-------- EXTRACT TO READ

Part III: Organism as Transworld Tyranny

On the face of it, the first two parts work with incompatible models of life. For, the first part treats the entire organism as a proper unit of development in the tradition fashion, only relativizing its development to many worlds. The second part, although limiting itself to the terrestrial sphere, treats the entire organism as an illusion, and introduces the model of organic antagonism and the division of the composite into bio-archon and multitude. The third part attempts a synthesis of these doctrines by presenting the bio-archon as the principle of unity holding together through its tyranny a multitude of organs developing across many worlds. The question of what sort of transworld entity the bio-archon must be to play this role receives some attention of a speculative sort. But the bulk of the third part is dedicated to something else entirely: the development of a symbolism, a concept script, for mapping and representing the baroque relations of transworld dominion that constitute the essence of life. 


Mosekes' Symbolism

This symbolism is developed with little explanation (intentionally?), and is extremely difficult to grasp. For it employs alien concepts and entirely novel modes of representation. What is worse, at crucial and unannounced points, it relies implicitly on theorems not otherwise discussed in the book. To most readers it appears to be the incomprehensible fruit of a degenerate mind. But there are some, with exceptional intelligence and a deep understanding of the earlier parts of the work, to whom the symbolism speaks, revealing glimpses of an alien reality lying behind ordinary life. Such reader often find themselves drawn in to an obsessive study of the symbolism, against their better judgments.


The book ends with its most disturbing and frightening section, owing to which most copies have been lost to the fires of the censors. For, here Mosekes applies the symbolism he has developed in the third part to the human being, endeavoring to map the transworld dominion of the human bio-archon.


The human organism as transworld dominion
Martin Diaz
The work only begins this project, but it darkly hints that great power can be gained through further progress. For if one could peel back the terrestrial shell of man, and lay eyes on the unimaginably alien transworld unfolding of his being, then the secret changes of mankind too might be unlocked through which mankind ascend to unimaginable heights. And if one could only come to grasp the principle of the human bio-archon's dominion, then one could in theory extend it to encompass new organs of untold powers and potentialities, in this world and in others. Whether such evolutions promise a heaven or hell remains to be seen.

Those readers who have made progress with the abstract symbolism often turn away when they reach the final section, for it is an exercise almost beyond human endurance to recognize oneself in the terrible symbolism of Mosekes. Of those who persist, most are claimed by madness, left raving about the strange concordance between the human nervous system and the roots of certain plants found on the astral plane. It is said that during the age of the Sorcerer Lords, a few of the greatest and most depraved practitioners of the vivimantic arts mastered Mosekes symbolism and executed his research program with many daring discoveries. But it is just as likely that no man has ever, or will ever do so, and that the symbolism of the book is a contagious madness, or an intentionally laid trap for those of overweening pride and grasping ambition.

A complete, early edition of The Book of Changes can be found in area 32 of theSubmerged Spire of Sarpedon the Shaper. I will present mechanics for this book in a later post.

----------------
-------- SOURCE DATA

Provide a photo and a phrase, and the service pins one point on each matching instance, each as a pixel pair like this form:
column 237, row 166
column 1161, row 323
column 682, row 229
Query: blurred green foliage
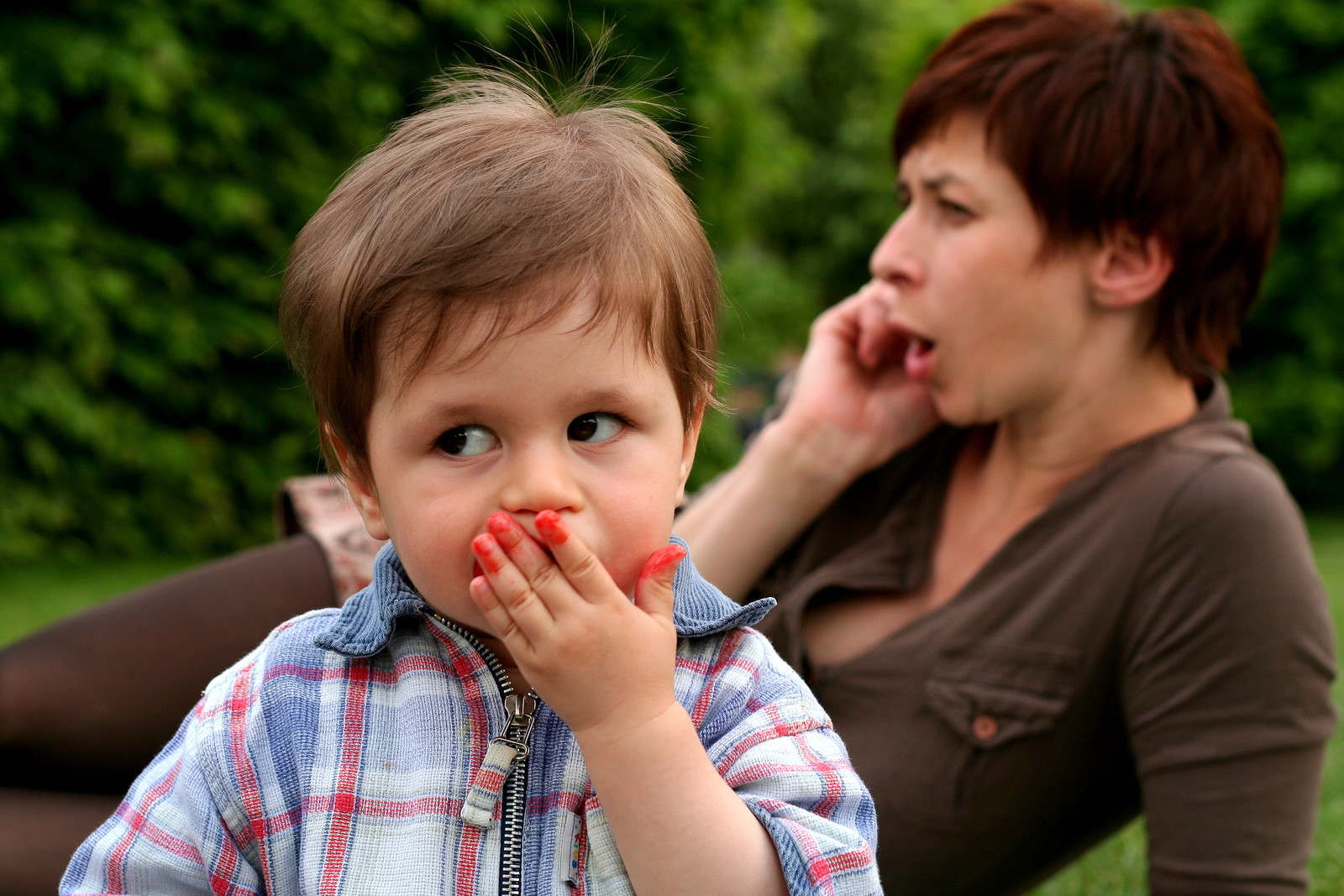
column 158, row 156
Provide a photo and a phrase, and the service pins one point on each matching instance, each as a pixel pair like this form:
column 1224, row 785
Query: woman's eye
column 953, row 208
column 596, row 427
column 467, row 441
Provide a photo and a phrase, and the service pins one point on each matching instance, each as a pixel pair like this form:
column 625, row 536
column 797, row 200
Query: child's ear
column 360, row 481
column 1128, row 269
column 692, row 436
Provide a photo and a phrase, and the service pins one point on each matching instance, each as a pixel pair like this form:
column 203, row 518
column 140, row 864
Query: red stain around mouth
column 551, row 528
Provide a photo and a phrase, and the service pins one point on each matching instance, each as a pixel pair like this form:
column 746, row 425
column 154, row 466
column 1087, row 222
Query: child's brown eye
column 467, row 441
column 595, row 427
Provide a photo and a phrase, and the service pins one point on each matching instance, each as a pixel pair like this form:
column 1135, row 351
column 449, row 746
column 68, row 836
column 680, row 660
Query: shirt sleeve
column 167, row 836
column 774, row 746
column 1229, row 658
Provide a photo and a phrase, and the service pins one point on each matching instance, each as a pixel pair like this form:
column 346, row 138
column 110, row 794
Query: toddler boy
column 506, row 318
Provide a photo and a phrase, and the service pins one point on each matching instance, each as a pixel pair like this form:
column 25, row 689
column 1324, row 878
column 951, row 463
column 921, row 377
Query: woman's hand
column 851, row 409
column 853, row 398
column 601, row 663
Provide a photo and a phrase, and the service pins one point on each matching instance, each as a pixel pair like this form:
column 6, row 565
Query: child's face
column 584, row 423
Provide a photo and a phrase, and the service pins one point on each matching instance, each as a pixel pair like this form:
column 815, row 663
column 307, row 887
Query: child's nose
column 541, row 479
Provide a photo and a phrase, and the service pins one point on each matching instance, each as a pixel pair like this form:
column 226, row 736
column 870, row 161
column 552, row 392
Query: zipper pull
column 488, row 782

----------------

• [WHAT TO WORK ON]:
Please duplicate, word for word, the part of the text on Mosekes' book that opens with the words "The book ends" and closes with "the human bio-archon.".

• [OUTPUT OF THE TASK]:
The book ends with its most disturbing and frightening section, owing to which most copies have been lost to the fires of the censors. For, here Mosekes applies the symbolism he has developed in the third part to the human being, endeavoring to map the transworld dominion of the human bio-archon.